| JOB |
Can you write out the whole listing exactly?

| RECORDS FOR PROCESSING |
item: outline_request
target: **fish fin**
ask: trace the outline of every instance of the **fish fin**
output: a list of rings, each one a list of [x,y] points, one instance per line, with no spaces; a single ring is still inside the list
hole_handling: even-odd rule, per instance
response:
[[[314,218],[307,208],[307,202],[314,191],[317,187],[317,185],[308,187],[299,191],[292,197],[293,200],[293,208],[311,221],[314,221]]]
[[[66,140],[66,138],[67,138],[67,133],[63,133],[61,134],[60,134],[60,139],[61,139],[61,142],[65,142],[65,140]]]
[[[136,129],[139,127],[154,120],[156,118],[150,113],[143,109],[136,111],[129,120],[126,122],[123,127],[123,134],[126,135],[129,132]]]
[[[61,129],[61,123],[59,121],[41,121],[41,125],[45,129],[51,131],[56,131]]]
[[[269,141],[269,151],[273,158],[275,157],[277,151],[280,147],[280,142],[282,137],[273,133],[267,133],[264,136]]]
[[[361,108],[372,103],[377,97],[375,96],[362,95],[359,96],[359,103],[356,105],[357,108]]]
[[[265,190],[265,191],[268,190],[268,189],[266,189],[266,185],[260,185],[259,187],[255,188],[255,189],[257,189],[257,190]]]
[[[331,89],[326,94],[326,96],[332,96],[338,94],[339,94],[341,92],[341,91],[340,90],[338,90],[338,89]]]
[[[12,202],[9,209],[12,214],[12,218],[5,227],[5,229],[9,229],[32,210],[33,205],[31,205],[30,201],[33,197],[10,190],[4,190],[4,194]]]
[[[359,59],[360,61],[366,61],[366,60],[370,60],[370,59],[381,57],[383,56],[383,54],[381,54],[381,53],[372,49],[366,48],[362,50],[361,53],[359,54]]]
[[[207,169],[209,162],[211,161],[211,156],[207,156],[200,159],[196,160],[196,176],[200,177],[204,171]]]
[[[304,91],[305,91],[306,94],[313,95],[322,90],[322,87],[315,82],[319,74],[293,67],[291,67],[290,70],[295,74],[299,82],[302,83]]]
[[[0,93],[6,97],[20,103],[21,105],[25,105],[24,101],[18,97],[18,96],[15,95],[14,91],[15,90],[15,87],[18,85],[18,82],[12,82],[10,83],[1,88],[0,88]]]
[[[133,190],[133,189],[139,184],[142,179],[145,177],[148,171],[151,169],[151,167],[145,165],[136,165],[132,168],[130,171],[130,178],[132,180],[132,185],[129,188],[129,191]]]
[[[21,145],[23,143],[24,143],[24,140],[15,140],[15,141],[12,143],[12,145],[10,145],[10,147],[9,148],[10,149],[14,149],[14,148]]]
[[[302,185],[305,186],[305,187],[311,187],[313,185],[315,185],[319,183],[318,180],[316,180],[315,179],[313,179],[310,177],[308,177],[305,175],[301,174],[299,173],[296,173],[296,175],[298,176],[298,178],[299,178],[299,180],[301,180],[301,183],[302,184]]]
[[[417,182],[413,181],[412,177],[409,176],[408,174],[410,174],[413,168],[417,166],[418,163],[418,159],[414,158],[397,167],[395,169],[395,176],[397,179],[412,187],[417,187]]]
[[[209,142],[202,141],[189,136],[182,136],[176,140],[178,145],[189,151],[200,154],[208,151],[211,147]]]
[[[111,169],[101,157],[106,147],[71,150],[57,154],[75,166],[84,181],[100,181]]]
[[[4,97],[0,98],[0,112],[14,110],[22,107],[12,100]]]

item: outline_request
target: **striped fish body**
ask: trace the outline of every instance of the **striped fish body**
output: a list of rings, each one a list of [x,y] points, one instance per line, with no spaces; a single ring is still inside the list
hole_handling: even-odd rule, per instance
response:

| TASK RESPONSE |
item: outline_request
target: **fish fin**
ask: trace the outline of every instance of the **fish fin**
output: a list of rings, each one a list of [x,y] points, one instance per line, with no spaces; a single ring is still inside the list
hole_handling: even-odd rule, per instance
response:
[[[314,218],[307,208],[307,202],[314,191],[317,187],[317,185],[308,187],[299,191],[292,197],[293,200],[293,208],[311,221],[314,221]]]
[[[66,140],[66,138],[67,138],[67,133],[63,133],[61,134],[60,134],[60,139],[61,139],[61,142],[65,142],[65,140]]]
[[[136,129],[139,127],[154,120],[156,118],[150,113],[143,109],[136,111],[129,120],[126,122],[123,127],[123,134],[126,135],[129,132]]]
[[[61,129],[61,123],[59,121],[41,121],[41,125],[45,129],[51,131],[56,131]]]
[[[269,141],[269,151],[273,158],[275,157],[277,151],[280,147],[280,142],[282,137],[273,133],[267,133],[264,136]]]
[[[361,108],[372,103],[377,97],[375,96],[362,95],[359,96],[359,103],[356,105],[357,108]]]
[[[265,190],[265,191],[268,190],[268,189],[266,189],[266,185],[260,185],[259,187],[255,188],[255,189],[257,189],[257,190]]]
[[[331,89],[326,94],[326,96],[332,96],[338,94],[339,94],[341,92],[341,91],[340,90],[338,90],[338,89]]]
[[[12,202],[9,209],[12,214],[12,218],[5,227],[5,229],[9,229],[32,210],[33,205],[31,205],[30,201],[33,197],[10,190],[4,190],[4,194]]]
[[[359,59],[360,61],[366,61],[366,60],[370,60],[370,59],[381,57],[383,56],[383,54],[381,54],[381,53],[372,49],[366,48],[362,50],[361,53],[359,54]]]
[[[207,169],[209,162],[211,161],[211,156],[207,156],[200,159],[196,160],[196,176],[200,177],[204,171]]]
[[[304,91],[305,91],[306,94],[313,95],[322,90],[322,87],[315,82],[319,74],[293,67],[291,67],[290,70],[295,74],[299,82],[302,83]]]
[[[0,93],[6,97],[20,103],[21,105],[25,105],[24,101],[18,97],[18,96],[15,95],[14,91],[15,90],[15,87],[18,85],[18,82],[12,82],[10,83],[1,88],[0,88]]]
[[[133,190],[133,189],[139,184],[142,179],[145,177],[148,171],[151,169],[151,167],[145,165],[136,165],[132,168],[130,171],[130,178],[132,180],[132,185],[129,188],[129,191]]]
[[[21,145],[23,143],[24,143],[24,140],[15,140],[15,141],[12,143],[12,145],[10,145],[10,147],[9,148],[10,149],[14,149],[14,148]]]
[[[302,185],[305,186],[305,187],[311,187],[313,185],[315,185],[319,183],[318,180],[316,180],[315,179],[313,179],[310,177],[308,177],[305,175],[301,174],[299,173],[296,173],[296,175],[298,176],[298,178],[299,178],[299,180],[301,180],[301,183],[302,184]]]
[[[417,182],[413,181],[412,177],[409,176],[408,174],[410,174],[413,168],[417,166],[418,163],[418,159],[414,158],[397,167],[395,169],[395,176],[397,179],[412,187],[417,187]]]
[[[209,142],[202,141],[189,136],[182,136],[176,140],[178,145],[189,151],[200,154],[208,151],[211,147]]]
[[[111,169],[101,157],[106,147],[71,150],[57,154],[75,166],[84,181],[100,181]]]
[[[4,97],[0,98],[0,112],[14,110],[22,107],[12,100]]]

item: outline_request
target: **striped fish body**
ask: trace the outline of every instance of the **striped fish body**
output: a list of rings, each one a list of [x,y] points, one instance per line, with no spaces; a single ring is still inside the list
hole_handling: even-odd rule, per instance
response:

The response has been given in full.